Exercise description: Count the lines below that contain the word "water", and reply with that number alone.

Source data:
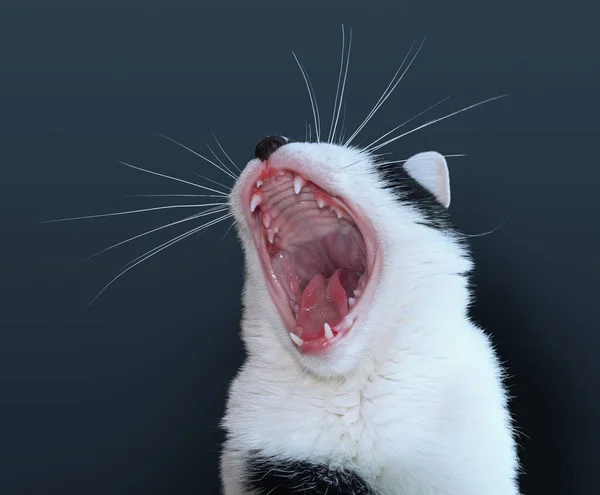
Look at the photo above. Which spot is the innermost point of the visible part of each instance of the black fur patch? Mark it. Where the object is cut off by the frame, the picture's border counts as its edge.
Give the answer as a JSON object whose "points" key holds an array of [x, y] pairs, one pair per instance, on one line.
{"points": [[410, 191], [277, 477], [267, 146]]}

--

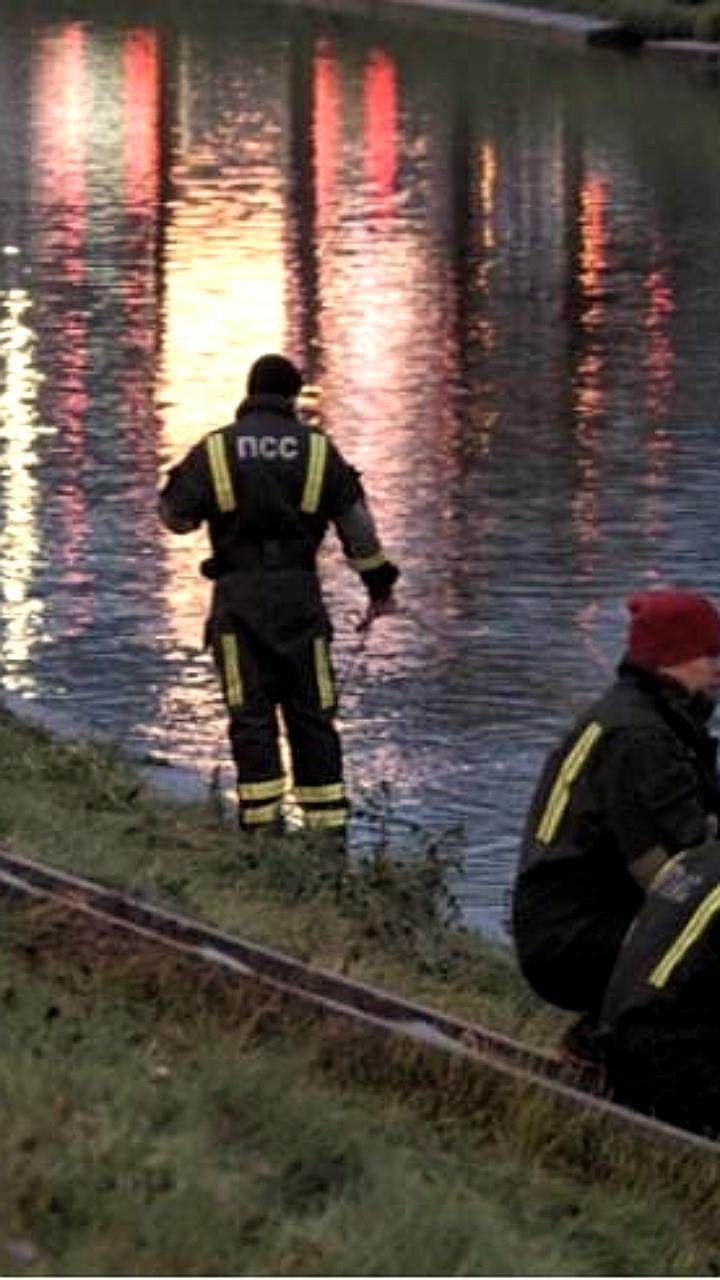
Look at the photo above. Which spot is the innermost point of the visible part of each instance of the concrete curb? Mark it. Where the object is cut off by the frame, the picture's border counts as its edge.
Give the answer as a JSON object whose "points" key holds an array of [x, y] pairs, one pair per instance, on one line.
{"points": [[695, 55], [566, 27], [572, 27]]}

* * *

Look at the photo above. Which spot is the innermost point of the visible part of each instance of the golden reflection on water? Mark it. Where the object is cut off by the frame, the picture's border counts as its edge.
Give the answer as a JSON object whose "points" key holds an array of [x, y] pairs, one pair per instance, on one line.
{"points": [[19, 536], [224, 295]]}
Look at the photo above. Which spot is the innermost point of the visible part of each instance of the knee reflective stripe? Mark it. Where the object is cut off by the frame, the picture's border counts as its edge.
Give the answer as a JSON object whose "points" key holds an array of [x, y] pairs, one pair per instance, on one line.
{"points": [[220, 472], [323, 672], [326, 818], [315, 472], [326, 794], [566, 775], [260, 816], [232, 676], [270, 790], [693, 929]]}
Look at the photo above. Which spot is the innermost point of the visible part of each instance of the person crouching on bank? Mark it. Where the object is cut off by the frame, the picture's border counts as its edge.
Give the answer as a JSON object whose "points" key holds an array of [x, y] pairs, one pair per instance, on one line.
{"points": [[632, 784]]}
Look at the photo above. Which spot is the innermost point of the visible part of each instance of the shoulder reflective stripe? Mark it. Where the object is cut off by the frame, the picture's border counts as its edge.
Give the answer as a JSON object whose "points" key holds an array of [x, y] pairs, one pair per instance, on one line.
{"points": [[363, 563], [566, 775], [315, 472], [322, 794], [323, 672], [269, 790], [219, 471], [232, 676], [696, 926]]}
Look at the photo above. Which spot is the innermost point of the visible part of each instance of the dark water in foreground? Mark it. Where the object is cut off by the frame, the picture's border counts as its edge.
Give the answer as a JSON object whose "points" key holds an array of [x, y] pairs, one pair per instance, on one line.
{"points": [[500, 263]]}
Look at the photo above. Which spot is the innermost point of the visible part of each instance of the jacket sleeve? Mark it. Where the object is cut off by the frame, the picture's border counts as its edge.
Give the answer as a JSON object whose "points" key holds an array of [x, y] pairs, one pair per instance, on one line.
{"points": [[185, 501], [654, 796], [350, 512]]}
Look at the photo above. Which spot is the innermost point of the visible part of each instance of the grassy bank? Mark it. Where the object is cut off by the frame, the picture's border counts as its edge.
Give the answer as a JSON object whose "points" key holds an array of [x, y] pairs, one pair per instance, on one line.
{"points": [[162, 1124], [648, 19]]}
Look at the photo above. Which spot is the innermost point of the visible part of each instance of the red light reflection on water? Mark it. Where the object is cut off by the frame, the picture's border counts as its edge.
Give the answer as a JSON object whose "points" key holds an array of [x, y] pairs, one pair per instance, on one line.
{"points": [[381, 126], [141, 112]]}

Reply to the task: 3